● DATA TO PROCESS
——————

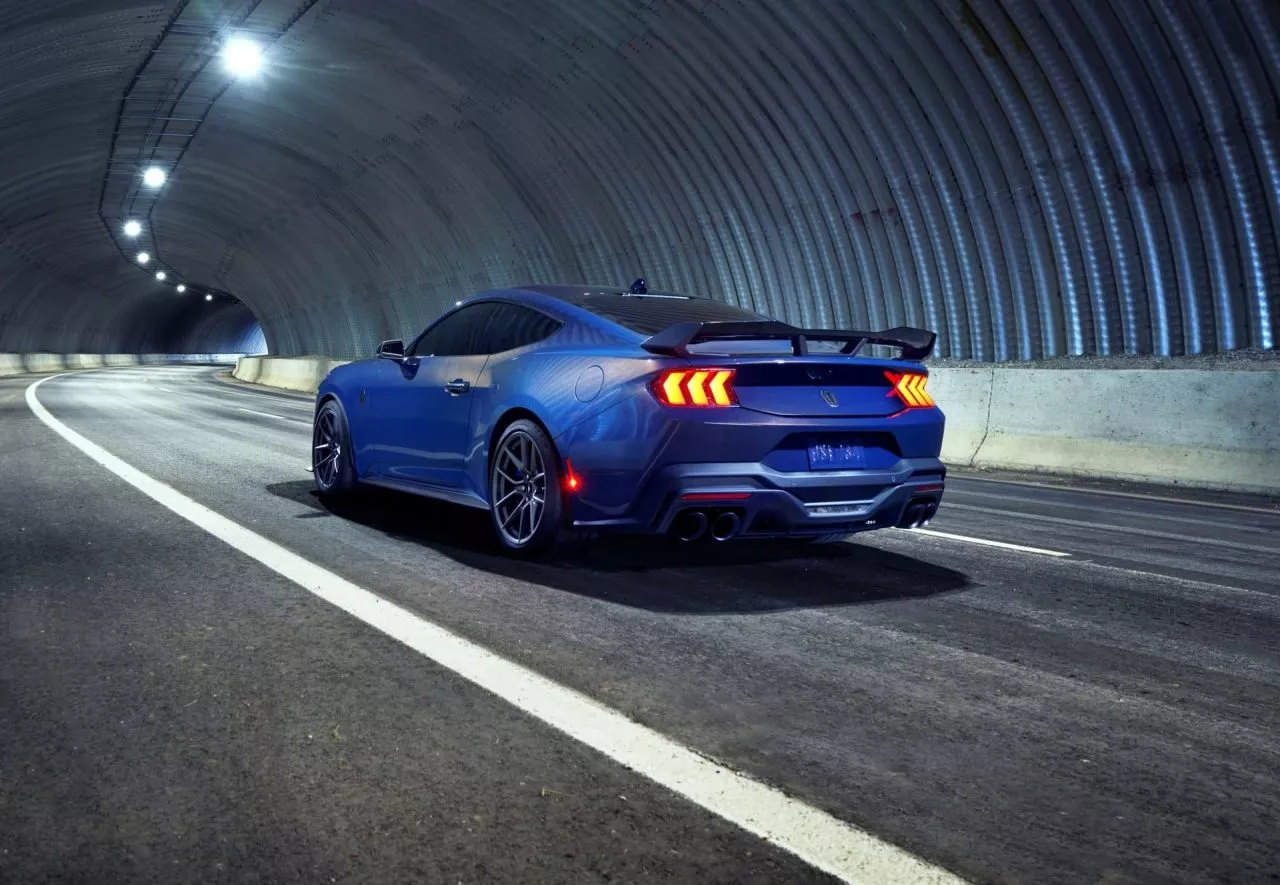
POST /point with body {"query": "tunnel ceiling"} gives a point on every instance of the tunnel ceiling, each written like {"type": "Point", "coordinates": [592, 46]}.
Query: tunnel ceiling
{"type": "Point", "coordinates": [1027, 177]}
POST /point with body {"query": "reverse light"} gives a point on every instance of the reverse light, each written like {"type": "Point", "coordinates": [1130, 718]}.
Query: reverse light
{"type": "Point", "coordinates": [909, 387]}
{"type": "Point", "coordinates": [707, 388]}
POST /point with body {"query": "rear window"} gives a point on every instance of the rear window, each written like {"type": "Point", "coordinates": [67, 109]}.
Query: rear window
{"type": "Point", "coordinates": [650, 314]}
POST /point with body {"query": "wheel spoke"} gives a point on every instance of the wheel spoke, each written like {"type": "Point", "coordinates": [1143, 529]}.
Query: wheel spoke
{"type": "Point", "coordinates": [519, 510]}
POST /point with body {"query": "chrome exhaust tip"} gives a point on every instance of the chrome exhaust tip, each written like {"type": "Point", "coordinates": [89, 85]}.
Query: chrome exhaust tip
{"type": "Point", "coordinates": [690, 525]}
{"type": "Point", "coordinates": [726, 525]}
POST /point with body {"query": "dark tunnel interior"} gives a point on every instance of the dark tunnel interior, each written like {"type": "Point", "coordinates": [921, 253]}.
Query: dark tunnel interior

——————

● EXERCISE TASK
Can you write out this whole listing again, requests included but pictures left out, with every answer coordinate multiplied by 0.8 and rounded to a whole number (halves round up)? Leave the sample coordinates inside the requests as they are.

● FINAL ANSWER
POST /point with body {"query": "tunnel ceiling"} gives a point on every instance of the tunnel ceiling, each written like {"type": "Point", "coordinates": [592, 46]}.
Query: tunnel ceiling
{"type": "Point", "coordinates": [822, 142]}
POST /point with body {"query": "reverse light"} gives a point on every instance of the reverse light, each written like {"type": "Point", "coordinates": [1130, 718]}.
Query: reverse light
{"type": "Point", "coordinates": [727, 310]}
{"type": "Point", "coordinates": [566, 310]}
POST /point with body {"query": "rear window"} gives a point on every instance of the rear window, each written like {"type": "Point", "coordinates": [67, 109]}.
Query: rear window
{"type": "Point", "coordinates": [520, 251]}
POST /point with body {"query": "wheel spoke"} gives a point on every instance of the wheel spoke, each written like {"type": "Point", "coordinates": [1143, 529]}.
Query: wheel spoke
{"type": "Point", "coordinates": [415, 408]}
POST /point with body {"query": "chrome exhaust tip"} gives a point on every instance of the chrome exhaust tip, each written like {"type": "Point", "coordinates": [89, 85]}.
Query: chrome exhaust tip
{"type": "Point", "coordinates": [552, 420]}
{"type": "Point", "coordinates": [581, 420]}
POST /point with body {"query": "dark tunnel interior"} gives a point on every instance of the dark tunnel interior, each written like {"type": "Point", "coordinates": [921, 253]}.
Query: dark tunnel interior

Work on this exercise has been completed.